**Required actions:**
- 1) According to the Ukraine situational report, about how many people were killed in strikes across the country on Monday?
- 2) Pick up the Ukraine situational report after its last sentence and keep writing it.

**Text under study:**
============
Ukraine Situational Report | 14 October 2022
Major shelling has hit many cities in Ukraine over the last week, including fresh strikes in the capital, Kyiv, which killed at least eight people. The strikes were the first to target the capital city in several months. Other cities which have seen an increase in shelling recently include Mykolaiv, Zhytomyr, Dnipro, Zaporizhzhia, Khmelnytskyi, Kharkiv, Kherson, Nikopol, and Ternopil. The wave of attacks has reportedly come as retaliation for an attack on the key Russian-built Crimean Bridge, which connects the annexed Crimean Peninsula to Russia and was partially destroyed in a blast over the weekend. Ukraine has long criticised the bridge, calling the structure ‘illegal’. While Russian aerial attacks have intensified, Ukrainian forces on the ground have continued to make territorial gains, with several settlements in Kherson recaptured in recent days.
On the ground
Saturday’s explosion on the Crimean Bridge was a powerful and symbolic blow to Moscow, with Russian President Vladimir Putin claiming the blast was an “act of terrorism” and accusing Kyiv of responsibility. While Ukraine has neither confirmed, nor denied, its suspected involvement with the blast, a spokesman for the Main Intelligence Directorate of the Ukrainian Ministry of Defence stated Kyiv would not comment on the latest allegations from Russia and dismissed Russian investigative activities into the blast as “nonsense”. Moscow claims Kyiv elaborately arranged for disguised explosives to be transported on a roundabout route from Odesa in southern Ukraine to Bulgaria by sea, then to Georgia, where it’s alleged, they were then driven via Armenia into Russia.
The wave of missile strikes which was then conducted across the country on Monday came in response to the Crimea Bridge explosion. On Monday alone, it’s estimated that a total of 19 people were killed in strikes nationwide. Further strikes have also been conducted in the days following, with the Kremlin reiterating on Wednesday that the objective of its ‘special military operation’ in Ukraine remained the same but adding that Moscow’s goals had become “more relevant against the backdrop of the actions of the Ukrainian regime”. The statement appears to suggest Moscow believes the Crimean Bridge explosion has lent legitimisation for Putin’s main goal to ‘demilitarise and denazify’ a ‘fascist’ Ukraine. At least eight people have reportedly been arrested in connection with the explosion on the bridge, including five Russian nationals.
============
**Data shown:**
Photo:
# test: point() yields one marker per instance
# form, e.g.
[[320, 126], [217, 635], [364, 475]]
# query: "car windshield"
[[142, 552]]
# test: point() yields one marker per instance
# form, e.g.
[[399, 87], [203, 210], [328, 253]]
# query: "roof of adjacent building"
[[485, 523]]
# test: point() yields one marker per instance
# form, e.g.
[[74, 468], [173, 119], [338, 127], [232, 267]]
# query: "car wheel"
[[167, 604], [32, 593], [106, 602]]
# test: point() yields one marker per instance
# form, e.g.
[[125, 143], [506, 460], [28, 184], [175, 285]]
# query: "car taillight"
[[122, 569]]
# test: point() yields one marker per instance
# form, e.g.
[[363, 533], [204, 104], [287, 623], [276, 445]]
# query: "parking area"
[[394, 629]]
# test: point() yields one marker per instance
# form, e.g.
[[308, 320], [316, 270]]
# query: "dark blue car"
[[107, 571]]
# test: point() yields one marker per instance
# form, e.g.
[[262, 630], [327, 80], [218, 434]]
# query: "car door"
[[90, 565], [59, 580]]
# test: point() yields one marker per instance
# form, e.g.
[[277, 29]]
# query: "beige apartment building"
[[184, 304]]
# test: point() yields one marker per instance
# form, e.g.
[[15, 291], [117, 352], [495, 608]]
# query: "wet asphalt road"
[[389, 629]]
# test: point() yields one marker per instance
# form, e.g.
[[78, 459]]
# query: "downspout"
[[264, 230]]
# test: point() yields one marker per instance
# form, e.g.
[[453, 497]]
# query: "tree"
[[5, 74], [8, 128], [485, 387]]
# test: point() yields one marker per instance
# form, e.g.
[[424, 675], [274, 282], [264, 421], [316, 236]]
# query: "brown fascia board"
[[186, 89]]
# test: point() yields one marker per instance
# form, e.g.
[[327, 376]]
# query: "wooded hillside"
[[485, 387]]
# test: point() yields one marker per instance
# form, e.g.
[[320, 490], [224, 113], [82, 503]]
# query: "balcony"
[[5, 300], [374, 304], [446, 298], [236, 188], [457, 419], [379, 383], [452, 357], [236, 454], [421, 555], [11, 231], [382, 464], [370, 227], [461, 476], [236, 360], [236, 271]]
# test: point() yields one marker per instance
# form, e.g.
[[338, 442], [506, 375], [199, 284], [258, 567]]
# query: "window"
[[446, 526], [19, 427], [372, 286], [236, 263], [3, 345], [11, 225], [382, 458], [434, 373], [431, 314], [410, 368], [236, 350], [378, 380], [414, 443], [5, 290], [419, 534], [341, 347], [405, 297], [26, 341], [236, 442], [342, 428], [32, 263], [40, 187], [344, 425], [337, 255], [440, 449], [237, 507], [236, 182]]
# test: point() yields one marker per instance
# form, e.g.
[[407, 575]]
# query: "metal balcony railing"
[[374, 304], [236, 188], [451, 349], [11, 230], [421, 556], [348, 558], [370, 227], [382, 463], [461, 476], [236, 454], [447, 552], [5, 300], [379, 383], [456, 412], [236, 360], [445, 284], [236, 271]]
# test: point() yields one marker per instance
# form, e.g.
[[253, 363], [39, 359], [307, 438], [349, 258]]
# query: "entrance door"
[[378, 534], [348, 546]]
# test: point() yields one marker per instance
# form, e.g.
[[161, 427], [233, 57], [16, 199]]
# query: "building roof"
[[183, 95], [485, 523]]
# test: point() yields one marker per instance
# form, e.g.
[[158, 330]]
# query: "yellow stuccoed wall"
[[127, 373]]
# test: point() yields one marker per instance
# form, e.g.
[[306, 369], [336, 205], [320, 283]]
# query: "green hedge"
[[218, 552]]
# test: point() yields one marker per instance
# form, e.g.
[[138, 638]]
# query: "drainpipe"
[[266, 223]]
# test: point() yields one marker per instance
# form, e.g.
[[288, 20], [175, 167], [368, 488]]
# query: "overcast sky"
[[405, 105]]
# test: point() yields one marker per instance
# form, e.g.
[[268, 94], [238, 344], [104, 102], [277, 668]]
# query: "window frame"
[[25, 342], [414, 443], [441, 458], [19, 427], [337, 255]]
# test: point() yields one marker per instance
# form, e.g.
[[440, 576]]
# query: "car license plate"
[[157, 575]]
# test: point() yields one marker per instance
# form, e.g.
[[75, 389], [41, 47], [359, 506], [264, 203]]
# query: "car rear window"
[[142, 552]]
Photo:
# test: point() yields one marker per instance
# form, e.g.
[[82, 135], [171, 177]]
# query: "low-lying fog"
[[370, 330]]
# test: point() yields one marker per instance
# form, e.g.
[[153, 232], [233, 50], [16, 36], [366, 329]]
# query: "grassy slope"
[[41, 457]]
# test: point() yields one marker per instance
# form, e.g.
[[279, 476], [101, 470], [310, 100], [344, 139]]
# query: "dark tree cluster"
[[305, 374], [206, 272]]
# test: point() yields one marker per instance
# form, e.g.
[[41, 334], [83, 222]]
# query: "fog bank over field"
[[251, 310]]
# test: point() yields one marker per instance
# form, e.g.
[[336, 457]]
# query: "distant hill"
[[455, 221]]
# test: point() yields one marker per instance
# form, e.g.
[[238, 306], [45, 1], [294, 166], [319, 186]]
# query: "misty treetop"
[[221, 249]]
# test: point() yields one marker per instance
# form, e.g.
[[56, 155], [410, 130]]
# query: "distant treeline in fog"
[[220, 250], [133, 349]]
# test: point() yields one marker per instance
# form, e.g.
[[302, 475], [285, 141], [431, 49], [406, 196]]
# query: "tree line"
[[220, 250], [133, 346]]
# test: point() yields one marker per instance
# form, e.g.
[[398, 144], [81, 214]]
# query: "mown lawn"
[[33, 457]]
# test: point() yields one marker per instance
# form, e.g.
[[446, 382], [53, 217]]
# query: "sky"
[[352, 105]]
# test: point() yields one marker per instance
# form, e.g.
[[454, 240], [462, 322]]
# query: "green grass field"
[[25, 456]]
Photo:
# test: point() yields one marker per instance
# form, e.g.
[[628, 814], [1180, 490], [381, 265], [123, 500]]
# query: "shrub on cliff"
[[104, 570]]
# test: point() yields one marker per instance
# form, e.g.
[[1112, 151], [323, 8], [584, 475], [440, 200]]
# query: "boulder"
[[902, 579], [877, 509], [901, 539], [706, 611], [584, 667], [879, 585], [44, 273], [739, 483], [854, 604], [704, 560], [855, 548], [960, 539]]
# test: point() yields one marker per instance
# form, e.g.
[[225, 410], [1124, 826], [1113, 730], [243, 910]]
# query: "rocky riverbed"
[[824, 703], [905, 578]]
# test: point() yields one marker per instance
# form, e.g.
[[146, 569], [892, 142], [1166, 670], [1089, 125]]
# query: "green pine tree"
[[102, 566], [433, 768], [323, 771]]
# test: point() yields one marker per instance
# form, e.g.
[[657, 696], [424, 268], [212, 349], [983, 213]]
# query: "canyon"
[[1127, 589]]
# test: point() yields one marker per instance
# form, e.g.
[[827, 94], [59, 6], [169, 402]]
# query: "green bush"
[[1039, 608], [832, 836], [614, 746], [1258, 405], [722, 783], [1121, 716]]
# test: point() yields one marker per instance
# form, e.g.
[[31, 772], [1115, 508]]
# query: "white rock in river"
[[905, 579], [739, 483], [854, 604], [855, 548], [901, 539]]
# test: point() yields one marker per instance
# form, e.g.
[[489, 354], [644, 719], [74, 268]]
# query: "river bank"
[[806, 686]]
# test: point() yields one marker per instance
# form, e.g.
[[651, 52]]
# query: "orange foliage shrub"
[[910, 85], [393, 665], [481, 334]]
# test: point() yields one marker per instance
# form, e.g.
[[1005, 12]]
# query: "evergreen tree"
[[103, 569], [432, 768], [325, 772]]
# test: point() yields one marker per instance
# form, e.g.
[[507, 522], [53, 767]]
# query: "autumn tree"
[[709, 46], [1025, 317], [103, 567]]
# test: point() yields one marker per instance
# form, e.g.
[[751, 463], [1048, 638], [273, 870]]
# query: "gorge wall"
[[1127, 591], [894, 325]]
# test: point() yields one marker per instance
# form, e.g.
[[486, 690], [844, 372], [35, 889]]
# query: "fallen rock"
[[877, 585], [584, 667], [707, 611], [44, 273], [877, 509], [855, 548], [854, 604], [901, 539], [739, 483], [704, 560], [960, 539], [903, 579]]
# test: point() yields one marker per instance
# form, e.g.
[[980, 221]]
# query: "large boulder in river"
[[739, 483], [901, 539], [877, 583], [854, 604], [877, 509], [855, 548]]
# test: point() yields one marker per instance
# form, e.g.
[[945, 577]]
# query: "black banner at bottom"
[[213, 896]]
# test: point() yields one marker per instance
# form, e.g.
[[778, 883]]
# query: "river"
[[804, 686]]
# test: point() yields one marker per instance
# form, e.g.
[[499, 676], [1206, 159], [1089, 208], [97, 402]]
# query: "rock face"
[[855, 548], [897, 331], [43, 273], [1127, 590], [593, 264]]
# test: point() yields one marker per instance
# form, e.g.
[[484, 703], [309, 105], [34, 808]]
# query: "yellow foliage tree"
============
**Answers to the problems:**
- 1) About 19 people.

- 2)
Other major developments amid fighting include a Russian attack on a market in the eastern town of Avdiivka which killed at least seven people, while multiple deaths were reported following a strike on a five-storey residential building in Mykolaiv. At least three fatalities have been confirmed, including an 11-year-old boy who was pulled alive from the rubble but later died. The strike in Mykolaiv came amid a series of Russian missile and drone attacks on Thursday, including attacks targeting energy and military infrastructure facilities near the capital, Kyiv, and in the western Lviv region. Meanwhile, in southern Ukraine, the Russian-installed head of the mostly occupied Kherson region has urged civilians to evacuate and relocate to Russia, claiming daily Ukrainian missile strikes were endangering civilian lives. The development comes as Ukrainian troops have gained ground amid their counteroffensive in the region; however, Kyiv has rejected the insinuation that Ukrainian forces have targeted civilians. Elsewhere, across the Russian border, a residential building in the border town of Belgorod has apparently been hit in what Russian officials claim was a Ukrainian attack.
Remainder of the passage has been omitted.